◆ Excerpted text ◆
Showing posts with label Docker. Show all posts
Showing posts with label Docker. Show all posts

Thursday, 21 May 2020

Kafka to ELK message manipulation

Kafka to Elk Message Manipulation

Kafka to Elk Message Manipulation

2020-05-21T05:58:11+01:00



Introduction

We will be creating a message flow starting from Kafka and ending in Kibana. Flow will be like below:

console app (to send json message) -> kafka -> logstash -> elasticSearch -> kibana

We will be using ruby filter to manipulate the message as well and docker to setup the environment.

Setup

mkdir kafka-elk
cd kafka-elk
wget http://apache.mirror.anlx.net/kafka/2.5.0/kafka_2.13-2.5.0.tgz
tar xvf kafka_2.13-2.5.0.tgz

Note: We need kafka binaries to get the script that can send json message via console to kafka.

Excerpts from a pointing dataset
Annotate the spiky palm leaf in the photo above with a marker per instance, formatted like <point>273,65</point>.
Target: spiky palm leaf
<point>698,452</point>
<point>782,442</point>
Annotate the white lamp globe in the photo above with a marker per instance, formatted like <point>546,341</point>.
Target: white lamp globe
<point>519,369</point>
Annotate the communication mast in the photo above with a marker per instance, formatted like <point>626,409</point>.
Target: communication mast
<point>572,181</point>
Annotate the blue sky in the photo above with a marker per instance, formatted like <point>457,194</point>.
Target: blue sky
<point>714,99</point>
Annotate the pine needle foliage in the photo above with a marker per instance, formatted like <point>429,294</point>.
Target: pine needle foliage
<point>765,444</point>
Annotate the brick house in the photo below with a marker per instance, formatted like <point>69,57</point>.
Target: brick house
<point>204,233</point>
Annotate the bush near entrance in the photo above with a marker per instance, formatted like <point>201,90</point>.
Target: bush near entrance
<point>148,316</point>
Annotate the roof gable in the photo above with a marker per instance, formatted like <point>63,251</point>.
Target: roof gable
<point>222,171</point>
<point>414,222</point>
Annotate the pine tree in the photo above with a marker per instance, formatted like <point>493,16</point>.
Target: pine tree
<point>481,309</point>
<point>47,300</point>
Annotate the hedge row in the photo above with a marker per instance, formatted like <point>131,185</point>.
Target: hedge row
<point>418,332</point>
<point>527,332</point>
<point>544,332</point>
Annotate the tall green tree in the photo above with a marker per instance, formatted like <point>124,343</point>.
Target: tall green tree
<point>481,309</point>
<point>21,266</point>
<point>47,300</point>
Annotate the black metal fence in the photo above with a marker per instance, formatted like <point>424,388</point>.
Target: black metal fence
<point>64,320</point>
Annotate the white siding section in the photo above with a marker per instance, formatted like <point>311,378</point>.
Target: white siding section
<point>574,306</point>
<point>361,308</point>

◆ What is asked ◆
(1) Retype the part of the Kafka-to-ELK post that opens with the words containing "mkdir kafka-elk" and closes with "console to kafka.".
(2) Decide whether each statement agrees with the Kafka-to-ELK post, answering yes or no and quoting the deciding words: (a) The message flow ends in Kibana. (b) A Python filter is used to manipulate the message. (c) The Kafka binaries are needed for the script that sends a JSON message to Kafka from the console.
The entries have no connection to the Kafka-to-ELK post.

◆ The replies ◆
(1)
mkdir kafka-elk
cd kafka-elk
wget http://apache.mirror.anlx.net/kafka/2.5.0/kafka_2.13-2.5.0.tgz
tar xvf kafka_2.13-2.5.0.tgz

Note: We need kafka binaries to get the script that can send json message via console to kafka.

(2)
(a) Yes: "starting from Kafka and ending in Kibana"
(b) No: "We will be using ruby filter to manipulate the message"
(c) Yes: "We need kafka binaries to get the script that can send json message via console to kafka."